-- START MATERIAL FOR THIS EXERCISE --

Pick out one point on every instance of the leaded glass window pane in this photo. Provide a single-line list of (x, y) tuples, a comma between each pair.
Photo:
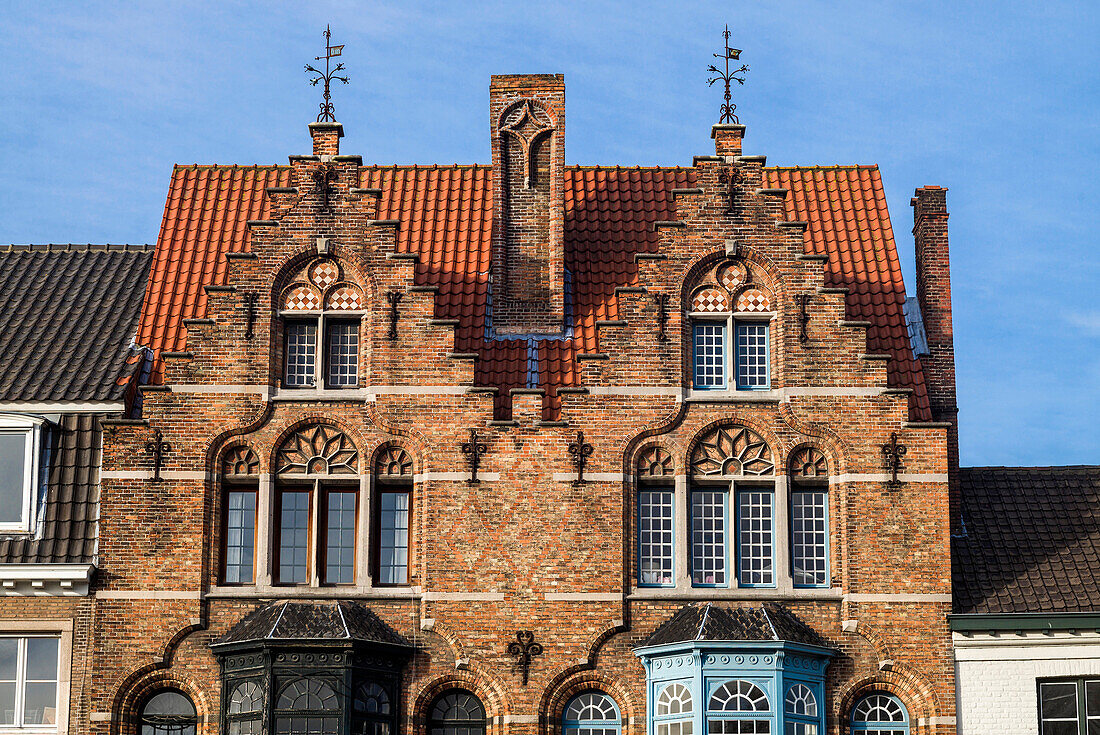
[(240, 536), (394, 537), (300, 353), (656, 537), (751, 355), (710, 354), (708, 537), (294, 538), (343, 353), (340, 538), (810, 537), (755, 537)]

-- END MATERIAL FOR THIS EXERCISE --
-- START MATERIAL FOR THIS EXERCISE --

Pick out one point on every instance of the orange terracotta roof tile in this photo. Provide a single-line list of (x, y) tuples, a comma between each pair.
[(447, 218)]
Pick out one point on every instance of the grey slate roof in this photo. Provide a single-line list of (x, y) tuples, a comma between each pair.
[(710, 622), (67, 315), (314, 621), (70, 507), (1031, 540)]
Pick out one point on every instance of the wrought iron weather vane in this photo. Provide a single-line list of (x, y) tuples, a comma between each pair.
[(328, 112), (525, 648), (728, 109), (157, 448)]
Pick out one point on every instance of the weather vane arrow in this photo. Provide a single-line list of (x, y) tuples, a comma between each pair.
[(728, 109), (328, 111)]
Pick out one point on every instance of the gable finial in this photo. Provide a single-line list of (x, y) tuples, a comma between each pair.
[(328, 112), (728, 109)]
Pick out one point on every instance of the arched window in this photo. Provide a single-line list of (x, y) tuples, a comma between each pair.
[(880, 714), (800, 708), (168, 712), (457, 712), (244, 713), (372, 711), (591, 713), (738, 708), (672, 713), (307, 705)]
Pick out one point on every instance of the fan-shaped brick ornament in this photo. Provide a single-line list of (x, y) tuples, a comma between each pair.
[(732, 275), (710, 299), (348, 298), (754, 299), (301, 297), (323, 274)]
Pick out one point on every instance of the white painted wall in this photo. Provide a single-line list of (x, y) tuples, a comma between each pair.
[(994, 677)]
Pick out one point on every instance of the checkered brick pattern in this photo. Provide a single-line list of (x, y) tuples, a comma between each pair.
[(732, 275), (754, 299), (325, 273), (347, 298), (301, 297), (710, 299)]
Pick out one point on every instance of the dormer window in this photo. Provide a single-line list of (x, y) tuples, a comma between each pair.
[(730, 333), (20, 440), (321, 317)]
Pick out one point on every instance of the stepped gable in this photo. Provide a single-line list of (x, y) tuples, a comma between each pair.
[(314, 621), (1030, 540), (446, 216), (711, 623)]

-- END MATERIAL FOR THIS EXERCISE --
-- START MATERIAL FOR THIS EXERCISE --

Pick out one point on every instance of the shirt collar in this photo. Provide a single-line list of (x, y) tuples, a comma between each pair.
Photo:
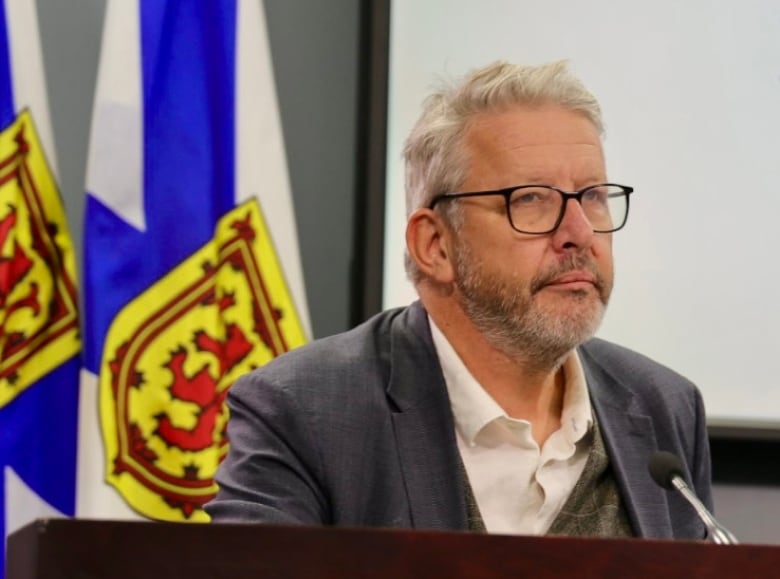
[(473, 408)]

-- END MATERIAL FOR THIS EXERCISE --

GIVEN INSTRUCTION =>
Could you repeat everything from the line containing "Pick out one point on every instance of the leaded" down to the line containing "537), (755, 537)]", word for word and with both of those lines included, but without the picture?

RESPONSE BELOW =>
Pick out one point on every instance of the leaded glass window pane in this photo. Provide a single-line list of (x, y) tuples, a comma between each pair.
Photo:
[(240, 536), (394, 537), (300, 353), (656, 537), (751, 355), (710, 354), (708, 537), (294, 538), (343, 353), (340, 538), (810, 537), (755, 537)]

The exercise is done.